◆ Soru Seti
1. Tedbir kararları haberine göre aşağıdaki soruları yanıtlayın:
(a) Rapor kaç tedbir kararı incelenerek hazırlandı?
(b) Fail-mağdur yakınlığına bakıldığında ev içi şiddet oranı yüzde kaç?
(c) Mağdurun korunmasında önemli görülen, tedbir kararlarının ne kadar sürede verilmesidir?
2. Tedbir kararları haberindeki şu cümle İngilizceye nasıl çevrilir: «İstanbul Barosu Kadın Hakları Merkezi tarafından “6284 Ailenin Korunması ve Kadına Karşı Şiddetin Önlenmesine Dair Kanunun Uyarınca Alınan Tedbir Kararları Raporu” hazırlandı.»
3. Tedbir kararları haberini kaldığı yerden devam ettirir misiniz?

◆ Seçilen Bölüm
------------------------------

İstanbul Barosu Kadın Hakları Merkezi’nin raporuna göre, ‘tedbir kararları’nın aynı gün veya bir gün içinde verilmesi şiddet mağdurunun korunmasında en etkili önlem… Bin 442 tedbir kararı incelenerek hazırlanan raporda ev içi şiddet oranının yüzde 98.80 olduğu, yüzde 89.81 oranında şiddetin eş tarafından uygulandığına yer verildi…
Çiğdem Yılmaz – İstanbul Barosu Kadın Hakları Merkezi tarafından “6284 Ailenin Korunması ve Kadına Karşı Şiddetin Önlenmesine Dair Kanunun Uyarınca Alınan Tedbir Kararları Raporu” hazırlandı. Bin 442 tedbir kararı incelenerek hazırlanan raporda, tedbir kararlarının aynı gün veya bir gün içinde verilmesinin mağdurunun korunmasında önemli olduğu belirtilirken, kadına yönelik şiddetin yüksek oranda aile içinde gerçekleştiği, fail-mağdur yakınlığına bakıldığında da ev içi şiddet oranının yüzde 98.80 olduğu ve şiddetin yüzde 86.81’inin de kadının evli olduğu eşi tarafından uygulandığı görüldü.

------------------------------

◆ Verilen Bilgiler
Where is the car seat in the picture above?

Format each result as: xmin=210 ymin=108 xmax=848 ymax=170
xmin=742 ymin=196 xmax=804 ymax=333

------------------------------

◆ Yanıtlar
1.
(a) Bin 442 tedbir kararı.
(b) Yüzde 98.80.
(c) Aynı gün veya bir gün içinde.

2. The "Report on Protective Orders Issued Pursuant to Law No. 6284 on the Protection of the Family and the Prevention of Violence Against Women" was prepared by the Istanbul Bar Association Women's Rights Center.

3.
22 talep reddedildi
Rapora göre, incelenen bin 442 tedbir kararında, 784 tedbir kararının aynı gün, 458 kararın 1 gün sonra, 47 kararın 2 gün sonra, 81 kararın 3 gün sonra, 15 kararın 4 gün sonra, 12 kararın 5 gün sonra, 8 kararın 6 gün sonra, 3 kararın 7 gün içinde, 33 kararın 7 günden fazla sürede verilmiş olduğu tespit edildi. Tedbir kararlarının aynı gün veya bir gün içinde verilmesinde şiddet mağdurunun korunmasında en etkili önlem olduğu belirtildi. Rapora göre, verilen tedbir kararlarının kabul ve ret oranı da şöyle: İncelenen
bin 442 dosyadan bin 420’sinde tedbir talebi kabul edilmiş, 22’sinde tedbir talepleri reddedilmiş. Ret kararlarına gerekçe olarak “Yetkili mahkemeye gönderme ve tedbir süresinin dolmadığı” gösterilmiş.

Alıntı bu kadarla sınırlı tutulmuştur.